Your instructions:
Continue the mailing-list reply below about counting hardware-poisoned huge pages in hugetlbfs, picking up right after its final line.

On 6/23/21 1:51 AM, wangbin wrote:
> From: Bin Wang <wangbin224@huawei.com>
> 
> In the current hugetlbfs memory failure handler, reserved huge page
> counts are used to record the number of huge pages with hwposion.
> There are two problems:

Plese review the comments from the first patch.  Reserved huge page
counts are NOT used to record the number of huge pages with hwposion.

> 
> 1. We call hugetlb_fix_reserve_counts() to change reserved counts
> in hugetlbfs_error_remove_page(). But this function is only called if
> hugetlb_unreserve_pages() fails, and hugetlb_unreserve_pages() fails
> only if kmalloc in region_del() fails, which is almost impossible.
> As a result, the reserved count is not corrected as expected when a
> memory failure occurs.
> 
> 2. Reserved counts is designed to display the number of hugepages
> reserved at mmap() time. This means that even if we fix the first
> issue, reserved counts will be confusing because we can't tell if
> it's hwposion or reserved hugepage.
> 
> This patch adds hardware corrput huge pages counts to record memory
> failure on hugetlbfs instead of reserved counts.
> 
> Signed-off-by: Bin Wang <wangbin224@huawei.com>
> ---
>  fs/hugetlbfs/inode.c    |  3 +--
>  include/linux/hugetlb.h |  3 +++
>  mm/hugetlb.c            | 30 ++++++++++++++++++++++++++++++
>  3 files changed, 34 insertions(+), 2 deletions(-)

Data section:
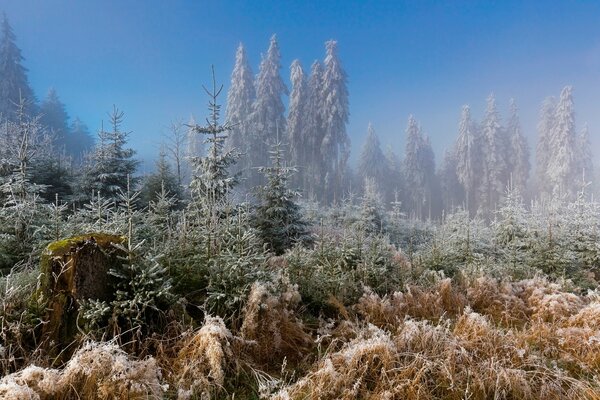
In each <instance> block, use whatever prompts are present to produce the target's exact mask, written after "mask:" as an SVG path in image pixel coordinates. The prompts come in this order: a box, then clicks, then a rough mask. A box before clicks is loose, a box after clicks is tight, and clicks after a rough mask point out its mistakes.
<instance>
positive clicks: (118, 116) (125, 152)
mask: <svg viewBox="0 0 600 400" xmlns="http://www.w3.org/2000/svg"><path fill="white" fill-rule="evenodd" d="M124 115H125V114H124V113H123V111H121V110H119V109H118V108H117V107H116V106H113V111H112V112H111V113H110V114H109V120H110V125H111V128H112V130H111V131H105V130H104V129H101V130H100V132H99V133H98V139H99V142H98V144H97V145H96V147H95V148H94V150H93V152H92V153H91V154H90V155H89V158H88V160H87V165H86V166H85V169H84V173H83V176H82V180H81V182H80V186H81V188H80V193H79V195H80V196H82V197H81V198H79V200H85V199H87V198H89V196H92V195H93V193H94V192H100V193H101V195H102V196H103V197H104V198H106V199H108V200H111V201H115V202H118V200H119V194H120V193H121V192H124V191H126V190H127V187H128V185H129V182H130V181H131V182H132V183H133V184H135V183H136V182H137V180H138V179H136V178H132V177H133V175H134V174H135V172H136V168H137V166H138V164H139V162H138V161H137V160H135V159H134V158H133V156H134V154H135V151H134V150H133V149H130V148H126V145H127V138H128V136H129V132H125V131H122V130H121V125H122V123H123V117H124Z"/></svg>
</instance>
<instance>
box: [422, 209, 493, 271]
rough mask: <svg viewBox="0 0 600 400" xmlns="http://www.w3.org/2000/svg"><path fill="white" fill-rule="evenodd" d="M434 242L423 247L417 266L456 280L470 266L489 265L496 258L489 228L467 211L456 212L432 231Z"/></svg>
mask: <svg viewBox="0 0 600 400" xmlns="http://www.w3.org/2000/svg"><path fill="white" fill-rule="evenodd" d="M432 231H433V236H432V238H431V240H429V241H428V242H426V243H424V244H422V245H421V246H419V248H418V250H417V252H416V254H415V255H414V256H413V260H414V261H413V263H414V264H415V265H418V266H420V267H421V268H423V269H430V270H434V271H443V272H444V274H445V275H446V276H450V277H453V276H455V275H456V274H457V273H458V272H459V271H460V270H461V269H463V268H465V267H466V266H469V265H477V264H482V263H484V262H485V260H486V258H488V257H490V256H491V255H492V243H491V235H490V232H489V228H488V227H487V226H486V225H485V224H484V221H483V220H481V219H479V218H470V217H469V215H468V213H467V212H466V211H461V210H459V211H456V212H455V213H454V214H450V215H448V216H447V217H446V218H445V219H444V221H442V223H441V224H440V225H438V226H436V227H435V228H433V229H432Z"/></svg>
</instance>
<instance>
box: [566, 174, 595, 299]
mask: <svg viewBox="0 0 600 400" xmlns="http://www.w3.org/2000/svg"><path fill="white" fill-rule="evenodd" d="M585 186H586V185H584V186H582V189H581V190H580V191H579V192H578V193H577V199H576V200H575V201H574V202H572V203H570V204H569V205H568V207H567V210H566V215H565V216H563V218H564V219H565V221H564V223H565V224H566V225H567V229H566V230H565V231H566V232H565V233H566V234H565V238H564V241H565V242H567V243H565V244H566V246H565V247H567V248H568V252H569V253H571V255H572V261H571V262H570V263H569V268H570V274H569V276H570V277H573V278H575V279H576V280H579V281H588V282H586V283H588V284H589V281H590V279H589V276H590V275H591V276H594V274H598V273H599V272H600V245H599V244H598V240H599V235H598V232H599V230H600V204H598V203H596V202H595V201H589V200H588V197H589V196H588V194H587V193H586V191H585V189H586V187H585ZM586 278H587V279H586ZM593 286H594V287H595V286H597V284H595V285H593Z"/></svg>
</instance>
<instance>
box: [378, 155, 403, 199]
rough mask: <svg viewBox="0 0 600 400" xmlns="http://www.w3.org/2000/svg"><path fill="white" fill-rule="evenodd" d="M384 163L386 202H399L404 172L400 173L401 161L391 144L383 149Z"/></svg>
mask: <svg viewBox="0 0 600 400" xmlns="http://www.w3.org/2000/svg"><path fill="white" fill-rule="evenodd" d="M385 164H386V168H385V169H386V172H387V176H386V177H385V180H384V182H385V183H384V187H385V188H386V190H384V193H383V194H384V195H385V201H386V204H391V203H393V202H399V193H403V192H404V191H405V190H406V189H405V187H404V174H403V173H402V162H401V161H400V157H398V155H397V154H396V153H395V152H394V150H393V149H392V147H391V146H387V148H386V151H385Z"/></svg>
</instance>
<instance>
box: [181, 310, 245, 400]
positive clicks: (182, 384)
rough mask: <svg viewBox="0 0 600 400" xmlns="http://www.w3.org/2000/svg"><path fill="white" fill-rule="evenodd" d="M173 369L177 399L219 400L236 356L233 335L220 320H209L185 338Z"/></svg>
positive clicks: (183, 399)
mask: <svg viewBox="0 0 600 400" xmlns="http://www.w3.org/2000/svg"><path fill="white" fill-rule="evenodd" d="M183 340H184V345H183V347H182V348H181V350H180V351H179V353H178V355H177V358H176V360H175V361H174V366H173V370H174V372H173V375H174V376H173V381H174V382H175V383H176V387H177V398H178V399H181V400H185V399H192V398H203V399H211V398H219V394H220V393H222V389H223V385H224V383H225V375H226V369H227V367H228V366H230V365H231V361H232V360H231V358H232V356H233V353H232V349H231V342H232V340H233V335H232V334H231V332H230V331H229V330H228V329H227V328H226V327H225V323H224V322H223V320H222V319H221V318H219V317H210V316H206V319H205V321H204V325H203V326H202V328H200V329H199V330H198V331H196V332H192V333H190V334H188V335H187V337H184V339H183Z"/></svg>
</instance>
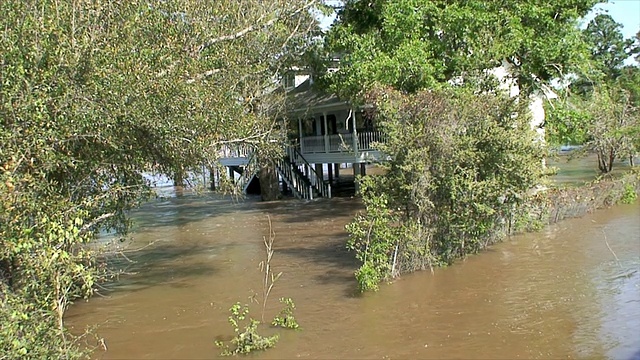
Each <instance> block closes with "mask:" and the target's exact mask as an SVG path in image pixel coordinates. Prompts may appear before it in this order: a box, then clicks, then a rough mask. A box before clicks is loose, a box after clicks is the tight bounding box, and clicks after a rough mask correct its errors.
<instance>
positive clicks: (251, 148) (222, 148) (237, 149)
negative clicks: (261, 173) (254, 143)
mask: <svg viewBox="0 0 640 360" xmlns="http://www.w3.org/2000/svg"><path fill="white" fill-rule="evenodd" d="M253 150H254V147H253V146H251V145H247V144H234V145H223V146H222V148H221V149H220V151H219V152H218V156H219V157H220V158H221V159H227V158H241V157H249V156H250V155H251V154H252V153H253Z"/></svg>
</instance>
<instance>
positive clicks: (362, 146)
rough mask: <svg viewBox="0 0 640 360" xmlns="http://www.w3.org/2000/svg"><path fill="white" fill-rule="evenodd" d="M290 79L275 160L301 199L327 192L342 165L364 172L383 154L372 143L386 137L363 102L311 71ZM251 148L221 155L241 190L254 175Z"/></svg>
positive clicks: (246, 184) (280, 168)
mask: <svg viewBox="0 0 640 360" xmlns="http://www.w3.org/2000/svg"><path fill="white" fill-rule="evenodd" d="M291 80H292V81H287V82H288V83H290V84H291V86H290V87H288V88H286V91H287V107H288V108H289V109H290V111H289V114H288V119H287V121H288V124H287V126H288V128H289V130H290V134H292V135H291V136H290V138H289V139H288V144H287V145H286V148H285V156H284V157H283V158H282V159H280V160H279V161H278V162H277V171H278V175H279V177H280V181H281V183H282V188H283V190H284V191H288V190H290V191H291V193H293V195H294V196H295V197H297V198H300V199H307V200H311V199H315V198H319V197H326V198H330V197H332V193H333V190H334V185H335V184H337V183H338V181H339V179H340V169H341V168H344V167H350V168H352V169H353V175H354V178H355V176H356V175H365V174H366V164H367V163H372V162H375V161H379V160H383V158H384V155H383V154H382V153H381V152H380V151H378V150H376V148H375V144H376V143H379V142H382V141H384V138H385V137H384V134H383V133H382V132H381V131H380V130H379V129H378V127H377V126H376V122H375V118H374V117H373V116H368V114H367V111H366V110H365V109H364V108H362V107H354V106H352V105H351V104H350V103H349V102H347V101H344V100H342V99H340V98H338V97H337V96H336V95H333V94H328V93H324V92H322V91H320V90H319V89H317V88H316V87H315V86H314V83H313V78H312V77H311V76H309V75H295V77H294V76H292V79H291ZM287 82H285V83H287ZM251 153H252V151H251V148H250V147H248V146H236V147H233V148H231V147H227V148H225V149H223V151H222V153H221V156H220V159H219V161H220V163H221V165H223V166H224V167H226V168H227V169H228V171H229V175H230V177H231V178H237V179H238V180H239V181H242V182H243V183H244V190H245V191H246V190H247V189H248V187H249V186H250V184H251V182H252V179H253V178H254V177H255V174H248V173H246V171H245V170H246V169H247V166H248V164H249V163H250V161H251ZM343 173H344V170H343Z"/></svg>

Answer for the task:
> 
> diff --git a/fs/hugetlbfs/inode.c b/fs/hugetlbfs/inode.c
> index 926eeb9bf4eb..ffb6e7b6756b 100644
> --- a/fs/hugetlbfs/inode.c
> +++ b/fs/hugetlbfs/inode.c
> @@ -986,8 +986,7 @@ static int hugetlbfs_error_remove_page(struct address_space *mapping,
>  	pgoff_t index = page->index;
>  
>  	remove_huge_page(page);
> -	if (unlikely(hugetlb_unreserve_pages(inode, index, index + 1, 1)))
> -		hugetlb_fix_reserve_counts(inode);

As mentioned, huge page reserve counts are not used to record number of
poisioned pages.  The calls to hugetlb_unreserve_pages and possibly
hugetlb_fix_reserve_counts are necessary for reserve accounting.  They
can not be removed.

> +	hugetlb_fix_hwcrp_counts(page);

This new routine just counts memory errors on 'in use' huge pages.
I do not see a call anywhere to count memory errors on huge pages
not in use.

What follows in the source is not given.